> _EXERCISE PASSAGE_
Funnily enough just a few minutes later he'd done the first thing that really impressed me since he came into the side, hitting Watts with a perfect 40m pass going inside 50, and now he's unlikely to be seen again until at least this time next year if not 2013. Imagine if it had happened to Scully? Kevin Sheedy would have topped himself. It's not to say he won't come back and play good footy but what a cruel thing to happen to somebody that young who is just establishing himself. Best wishes to him from everyone (all one of us) at Demonblog. It's times like this that you realise just how lucky we've been with really serious injuries - there's season enders like Grimes and his foot and then there's shockers like this and we've been pretty lucky to avoid them over the years.

The hat-trick of misses from Watts, Dunn and Green which started from that Strauss kick to the Million Dollar Manchild all but did us in, as if we weren't going to get turned over anyway. Get out the Big Book O'Footy Stereotypes, flick past BULLER, MT and all the humorous gags about us yelling PIP PIP off the ski-lift and go straight to K for "kicked themselves out of it", where commentators firmly believe that a side who are completely outmatched and who are clearly going to lose actually cost themselves the game by not taking their opportunities. It certainly wouldn't have hurt, but look at Essendon/Collingwood last week if you want to see what usually happens when a rubbish side bounds out to a shock lead against a substantially better team.

> _EXTRACTED MATERIAL_
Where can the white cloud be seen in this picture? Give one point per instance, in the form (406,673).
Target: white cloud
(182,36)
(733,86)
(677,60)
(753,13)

> _TASKS_
**a)** From the football blog passage, return the text starting with "Funnily enough just" and going on through "over the years.".
**b)** Decide whether each statement agrees with the football blog passage, answering yes or no and quoting the words of the passage that settle it: (i) The injured player passed to Watts going inside 50. (ii) The three misses came from Watts, Dunn and Strauss. (iii) Grimes's season-ending injury was to his knee.
**c)** Extend the football blog passage past its final sentence.
The material has no connection to the football blog passage.

> _RESULTS IN ORDER_
**a)**
Funnily enough just a few minutes later he'd done the first thing that really impressed me since he came into the side, hitting Watts with a perfect 40m pass going inside 50, and now he's unlikely to be seen again until at least this time next year if not 2013. Imagine if it had happened to Scully? Kevin Sheedy would have topped himself. It's not to say he won't come back and play good footy but what a cruel thing to happen to somebody that young who is just establishing himself. Best wishes to him from everyone (all one of us) at Demonblog. It's times like this that you realise just how lucky we've been with really serious injuries - there's season enders like Grimes and his foot and then there's shockers like this and we've been pretty lucky to avoid them over the years.

**b)**
(i) Yes: "hitting Watts with a perfect 40m pass going inside 50"
(ii) No: "The hat-trick of misses from Watts, Dunn and Green"
(iii) No: "there's season enders like Grimes and his foot"

**c)**
Fact was Carlton were always the better team by a million miles, and even if we had kicked those goals and taken a 20 point lead there was always going to be a time where they'd turn it on and bang us unmercifully like the low self esteem, confidence free, gang of emos that we are.

We were still hanging on, just there (even though we were winning for much of the quarter) when Strauss had his mishap and after Howe got his goal that was their cue to turn it up and treat us with contempt. From Tapscott bombing one into the square at the 32 minute mark we suddenly managed to concede another three goals - the worst of which saw them deliver the sort of kick-in that would cause grown men to weep if we did it and go down the other end in about 20 seconds flat to kick a goal.

All wasn't completely lost at quarter time, but it was pretty soon after. Enter C. J**d, the man who will only get his name back on this site when [$omeone else] does a runner to GWS for megabucks and loses theirs. He'd been good but not great in the first quarter but decided to turn on an absolute clinic in the second. He wasn't alone either, they barely had one player who didn't cut us to shreds. It was utterly ugly, but at least I'd seen worse in the previous seven days.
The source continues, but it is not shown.